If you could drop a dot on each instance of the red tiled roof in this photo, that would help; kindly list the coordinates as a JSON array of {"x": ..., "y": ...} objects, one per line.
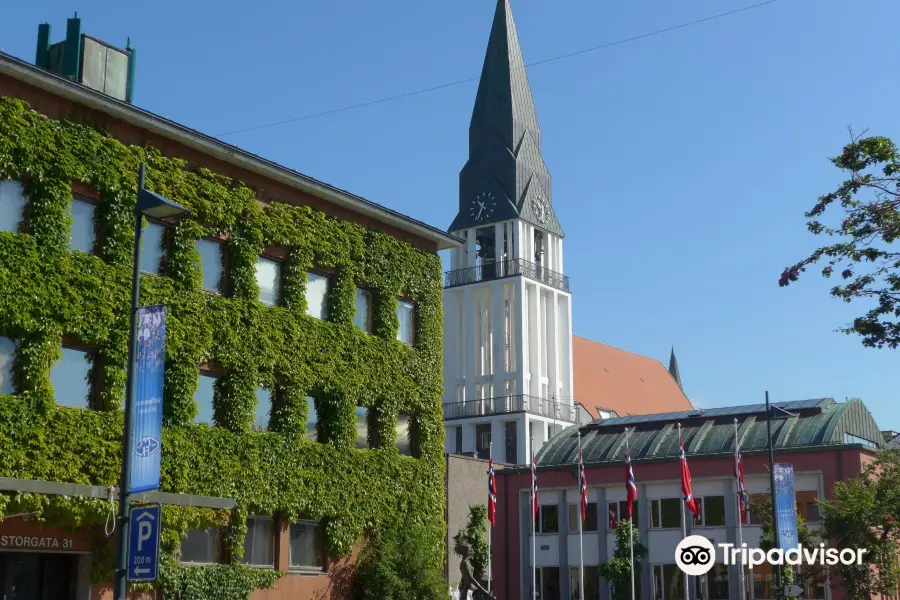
[{"x": 628, "y": 383}]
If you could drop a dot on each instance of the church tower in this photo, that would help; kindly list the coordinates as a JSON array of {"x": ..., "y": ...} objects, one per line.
[{"x": 507, "y": 306}]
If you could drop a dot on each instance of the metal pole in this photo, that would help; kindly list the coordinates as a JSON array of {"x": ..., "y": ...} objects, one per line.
[
  {"x": 127, "y": 442},
  {"x": 580, "y": 521},
  {"x": 533, "y": 519},
  {"x": 491, "y": 457},
  {"x": 630, "y": 524},
  {"x": 737, "y": 500},
  {"x": 775, "y": 536}
]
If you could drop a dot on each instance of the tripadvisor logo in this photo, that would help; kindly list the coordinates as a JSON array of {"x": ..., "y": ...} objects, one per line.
[{"x": 696, "y": 554}]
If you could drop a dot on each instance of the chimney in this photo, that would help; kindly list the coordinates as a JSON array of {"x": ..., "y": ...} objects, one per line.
[{"x": 88, "y": 61}]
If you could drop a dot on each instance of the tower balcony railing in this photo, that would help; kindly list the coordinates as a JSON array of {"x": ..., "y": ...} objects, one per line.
[
  {"x": 506, "y": 268},
  {"x": 500, "y": 405}
]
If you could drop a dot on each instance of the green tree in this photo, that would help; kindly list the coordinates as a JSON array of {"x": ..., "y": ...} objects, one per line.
[
  {"x": 475, "y": 537},
  {"x": 865, "y": 513},
  {"x": 401, "y": 562},
  {"x": 865, "y": 225},
  {"x": 762, "y": 512},
  {"x": 617, "y": 570}
]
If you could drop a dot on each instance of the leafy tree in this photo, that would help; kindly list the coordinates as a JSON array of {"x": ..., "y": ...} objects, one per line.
[
  {"x": 869, "y": 266},
  {"x": 473, "y": 535},
  {"x": 401, "y": 562},
  {"x": 865, "y": 513},
  {"x": 617, "y": 570}
]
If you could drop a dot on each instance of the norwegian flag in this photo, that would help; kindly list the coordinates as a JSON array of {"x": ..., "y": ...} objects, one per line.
[
  {"x": 492, "y": 492},
  {"x": 630, "y": 484},
  {"x": 686, "y": 492},
  {"x": 739, "y": 476},
  {"x": 583, "y": 486}
]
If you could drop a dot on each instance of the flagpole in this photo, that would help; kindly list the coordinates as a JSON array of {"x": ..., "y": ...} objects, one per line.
[
  {"x": 687, "y": 593},
  {"x": 580, "y": 518},
  {"x": 533, "y": 519},
  {"x": 630, "y": 523},
  {"x": 737, "y": 499},
  {"x": 491, "y": 458}
]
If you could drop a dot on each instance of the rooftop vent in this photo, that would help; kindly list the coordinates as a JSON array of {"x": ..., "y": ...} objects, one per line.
[{"x": 88, "y": 60}]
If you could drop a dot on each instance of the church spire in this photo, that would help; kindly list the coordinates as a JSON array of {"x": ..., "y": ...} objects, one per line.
[
  {"x": 673, "y": 369},
  {"x": 505, "y": 176}
]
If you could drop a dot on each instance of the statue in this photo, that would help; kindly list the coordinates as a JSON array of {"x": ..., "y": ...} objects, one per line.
[{"x": 469, "y": 582}]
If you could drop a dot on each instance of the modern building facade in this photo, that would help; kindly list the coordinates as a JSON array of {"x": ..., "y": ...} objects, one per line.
[
  {"x": 296, "y": 311},
  {"x": 825, "y": 441}
]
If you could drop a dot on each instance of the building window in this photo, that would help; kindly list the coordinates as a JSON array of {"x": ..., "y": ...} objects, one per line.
[
  {"x": 212, "y": 265},
  {"x": 7, "y": 359},
  {"x": 665, "y": 513},
  {"x": 152, "y": 239},
  {"x": 590, "y": 519},
  {"x": 259, "y": 543},
  {"x": 83, "y": 229},
  {"x": 362, "y": 427},
  {"x": 204, "y": 398},
  {"x": 717, "y": 582},
  {"x": 591, "y": 583},
  {"x": 849, "y": 438},
  {"x": 363, "y": 317},
  {"x": 668, "y": 583},
  {"x": 268, "y": 276},
  {"x": 71, "y": 378},
  {"x": 317, "y": 287},
  {"x": 201, "y": 546},
  {"x": 406, "y": 316},
  {"x": 548, "y": 519},
  {"x": 619, "y": 510},
  {"x": 306, "y": 546},
  {"x": 712, "y": 511},
  {"x": 12, "y": 205},
  {"x": 263, "y": 408}
]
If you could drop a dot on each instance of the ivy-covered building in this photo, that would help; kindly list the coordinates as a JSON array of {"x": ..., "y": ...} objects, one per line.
[{"x": 304, "y": 329}]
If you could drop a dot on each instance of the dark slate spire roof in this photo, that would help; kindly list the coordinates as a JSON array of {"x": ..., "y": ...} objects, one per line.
[
  {"x": 505, "y": 169},
  {"x": 673, "y": 369}
]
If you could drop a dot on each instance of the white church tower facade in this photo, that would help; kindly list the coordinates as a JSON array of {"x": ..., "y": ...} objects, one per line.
[{"x": 507, "y": 304}]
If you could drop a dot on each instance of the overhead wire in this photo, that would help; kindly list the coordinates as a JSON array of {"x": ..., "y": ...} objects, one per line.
[{"x": 471, "y": 79}]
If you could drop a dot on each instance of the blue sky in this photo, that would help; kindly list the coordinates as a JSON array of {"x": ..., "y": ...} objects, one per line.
[{"x": 682, "y": 163}]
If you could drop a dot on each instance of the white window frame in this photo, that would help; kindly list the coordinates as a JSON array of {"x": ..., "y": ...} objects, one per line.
[
  {"x": 278, "y": 279},
  {"x": 317, "y": 568},
  {"x": 658, "y": 502}
]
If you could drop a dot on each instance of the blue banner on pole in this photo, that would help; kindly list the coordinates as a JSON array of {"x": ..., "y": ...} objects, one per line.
[
  {"x": 146, "y": 417},
  {"x": 785, "y": 506}
]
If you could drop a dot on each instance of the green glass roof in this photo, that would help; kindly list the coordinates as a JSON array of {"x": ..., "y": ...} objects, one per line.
[{"x": 821, "y": 422}]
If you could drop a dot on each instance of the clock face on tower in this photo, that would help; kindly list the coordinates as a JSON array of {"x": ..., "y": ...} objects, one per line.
[
  {"x": 483, "y": 206},
  {"x": 540, "y": 209}
]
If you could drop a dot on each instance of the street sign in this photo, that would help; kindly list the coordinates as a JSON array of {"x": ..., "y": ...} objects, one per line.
[
  {"x": 785, "y": 506},
  {"x": 146, "y": 417},
  {"x": 143, "y": 543}
]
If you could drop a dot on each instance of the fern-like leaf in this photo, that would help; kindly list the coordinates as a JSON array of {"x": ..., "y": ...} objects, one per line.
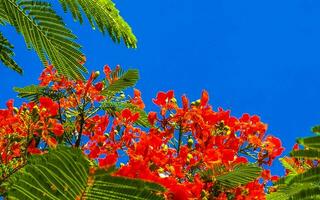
[
  {"x": 45, "y": 32},
  {"x": 241, "y": 175},
  {"x": 6, "y": 54},
  {"x": 308, "y": 154},
  {"x": 310, "y": 142},
  {"x": 125, "y": 80},
  {"x": 104, "y": 15},
  {"x": 31, "y": 92},
  {"x": 115, "y": 107},
  {"x": 296, "y": 191},
  {"x": 64, "y": 174}
]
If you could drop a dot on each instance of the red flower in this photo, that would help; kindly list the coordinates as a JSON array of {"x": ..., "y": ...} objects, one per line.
[
  {"x": 163, "y": 98},
  {"x": 152, "y": 117},
  {"x": 204, "y": 98}
]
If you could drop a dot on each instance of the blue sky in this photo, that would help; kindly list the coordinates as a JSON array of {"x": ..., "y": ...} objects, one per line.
[{"x": 259, "y": 57}]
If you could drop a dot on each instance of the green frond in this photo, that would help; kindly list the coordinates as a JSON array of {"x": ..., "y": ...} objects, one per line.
[
  {"x": 241, "y": 175},
  {"x": 310, "y": 142},
  {"x": 125, "y": 80},
  {"x": 31, "y": 92},
  {"x": 45, "y": 32},
  {"x": 104, "y": 15},
  {"x": 63, "y": 173},
  {"x": 115, "y": 107},
  {"x": 296, "y": 191},
  {"x": 307, "y": 154},
  {"x": 313, "y": 174},
  {"x": 6, "y": 54},
  {"x": 287, "y": 164}
]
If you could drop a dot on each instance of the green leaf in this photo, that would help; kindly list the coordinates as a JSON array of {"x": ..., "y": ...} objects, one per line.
[
  {"x": 287, "y": 165},
  {"x": 63, "y": 173},
  {"x": 45, "y": 32},
  {"x": 6, "y": 54},
  {"x": 31, "y": 92},
  {"x": 241, "y": 175},
  {"x": 310, "y": 142},
  {"x": 307, "y": 154},
  {"x": 296, "y": 191},
  {"x": 115, "y": 107},
  {"x": 125, "y": 80},
  {"x": 310, "y": 175},
  {"x": 104, "y": 15}
]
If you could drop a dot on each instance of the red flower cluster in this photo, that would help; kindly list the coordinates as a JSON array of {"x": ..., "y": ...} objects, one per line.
[
  {"x": 21, "y": 130},
  {"x": 181, "y": 143},
  {"x": 185, "y": 141}
]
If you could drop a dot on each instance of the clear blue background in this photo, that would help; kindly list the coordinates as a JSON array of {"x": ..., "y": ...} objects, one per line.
[{"x": 260, "y": 57}]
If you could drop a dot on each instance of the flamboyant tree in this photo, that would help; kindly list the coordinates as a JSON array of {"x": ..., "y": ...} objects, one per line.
[
  {"x": 45, "y": 32},
  {"x": 190, "y": 149}
]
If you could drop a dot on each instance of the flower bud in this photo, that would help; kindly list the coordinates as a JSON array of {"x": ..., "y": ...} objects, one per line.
[
  {"x": 190, "y": 142},
  {"x": 96, "y": 74}
]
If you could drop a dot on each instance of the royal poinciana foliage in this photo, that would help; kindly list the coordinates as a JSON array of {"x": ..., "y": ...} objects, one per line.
[
  {"x": 302, "y": 179},
  {"x": 45, "y": 32},
  {"x": 190, "y": 149}
]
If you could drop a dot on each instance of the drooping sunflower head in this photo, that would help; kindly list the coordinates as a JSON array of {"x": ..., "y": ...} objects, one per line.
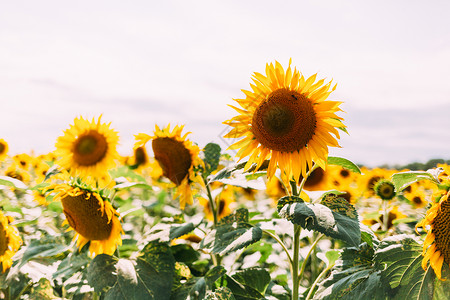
[
  {"x": 177, "y": 157},
  {"x": 436, "y": 247},
  {"x": 88, "y": 149},
  {"x": 286, "y": 118},
  {"x": 91, "y": 216},
  {"x": 10, "y": 242},
  {"x": 385, "y": 189},
  {"x": 3, "y": 149}
]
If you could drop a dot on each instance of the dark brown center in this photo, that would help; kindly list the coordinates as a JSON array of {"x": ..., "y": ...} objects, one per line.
[
  {"x": 173, "y": 157},
  {"x": 89, "y": 148},
  {"x": 285, "y": 121}
]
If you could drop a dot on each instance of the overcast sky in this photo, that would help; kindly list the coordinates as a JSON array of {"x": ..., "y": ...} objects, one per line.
[{"x": 141, "y": 63}]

The request: Starting at the line that holds "of the clear", repeat every line through the end of the listing exactly as written, skipping any picture.

Right answer:
If you could drop a dot on each instance of the clear blue background in this photo, that would help; kindly list the coordinates as a JSON array of {"x": ..., "y": ...} objects, one per line.
[{"x": 260, "y": 57}]
If you could drop a dot on each instance of the flamboyant tree in this photo, that would help; kindly list the coordinates as a JSON array of {"x": ..., "y": ...} objects, one per line.
[
  {"x": 45, "y": 32},
  {"x": 190, "y": 149}
]
If you could drop a dot on each instance of the flower bud in this photo, that would help; kindly list the coordinates as a JSON array of {"x": ..., "y": ...} objects, one per line.
[
  {"x": 190, "y": 142},
  {"x": 96, "y": 74}
]
If you could drop a dot on each instance of the royal poinciana foliage in this photo, that would help; kindly list the coordinates as a JSON array of {"x": ..., "y": ...} objects, one per line.
[
  {"x": 302, "y": 179},
  {"x": 45, "y": 32},
  {"x": 190, "y": 149}
]
If you could drop a dot on each instance of the drooping sunflower head in this photo, that would help; kindly list the coordinates as a JSON array of {"x": ..., "y": ...} objects, one per line.
[
  {"x": 177, "y": 157},
  {"x": 436, "y": 247},
  {"x": 88, "y": 149},
  {"x": 286, "y": 118},
  {"x": 91, "y": 216},
  {"x": 10, "y": 242},
  {"x": 385, "y": 189},
  {"x": 3, "y": 149}
]
If you could drop a dot on each instance of the dark brown center in this photo, that would help; kindly list the coordinates as a JSON array of {"x": ..., "y": ...} objects, one per line.
[
  {"x": 173, "y": 157},
  {"x": 89, "y": 148},
  {"x": 285, "y": 121}
]
If you could drop a dot on each instance of the overcast sky in this photo, that would help; kindly list the coordinates as a JSON array of {"x": ..., "y": ...} objects, one per line.
[{"x": 141, "y": 63}]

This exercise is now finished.